# [What is needed]
Retype the whole listing verbatim and keep the pictures out of it.
====
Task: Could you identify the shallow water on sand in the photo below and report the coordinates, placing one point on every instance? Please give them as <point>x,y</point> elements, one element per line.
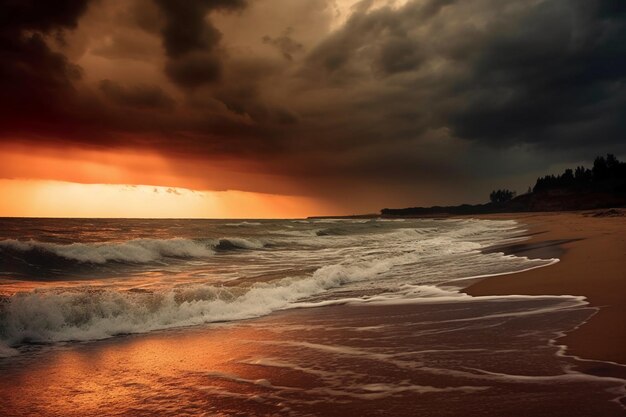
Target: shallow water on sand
<point>481,357</point>
<point>289,317</point>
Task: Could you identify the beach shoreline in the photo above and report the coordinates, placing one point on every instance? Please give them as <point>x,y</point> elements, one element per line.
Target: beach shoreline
<point>591,248</point>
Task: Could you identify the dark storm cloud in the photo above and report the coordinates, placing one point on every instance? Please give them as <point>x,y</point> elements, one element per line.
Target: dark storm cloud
<point>285,43</point>
<point>544,73</point>
<point>190,40</point>
<point>139,96</point>
<point>34,78</point>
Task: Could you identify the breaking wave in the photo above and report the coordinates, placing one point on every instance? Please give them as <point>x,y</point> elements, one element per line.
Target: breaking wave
<point>136,251</point>
<point>89,314</point>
====
# [Exercise answer]
Task: Could you identify the shallow water on sand in the photo below and report the coordinates, placing one point on every instance? Please give them as <point>x,y</point> elements, one element per line.
Target: shallow water on sand
<point>481,357</point>
<point>289,317</point>
Task: Could you identify the beach shoreline in the photo above and report the coordinates, placing one point on every instance? Please give them as <point>x,y</point> elements, one element per line.
Target: beach shoreline
<point>591,248</point>
Task: Could you identify the dark storm cloud in the photo above and report the coordinates, placing one point on every instance? Please give them as <point>x,y</point> elements, one element per line.
Target: dark storm cloud
<point>285,43</point>
<point>544,73</point>
<point>190,40</point>
<point>139,96</point>
<point>34,78</point>
Task: Could you identify the breaking wave in the photo above and report the coordinates, placing one point on every instance? Please give them as <point>x,y</point> elements, one element per line.
Target: breaking wave
<point>136,251</point>
<point>89,314</point>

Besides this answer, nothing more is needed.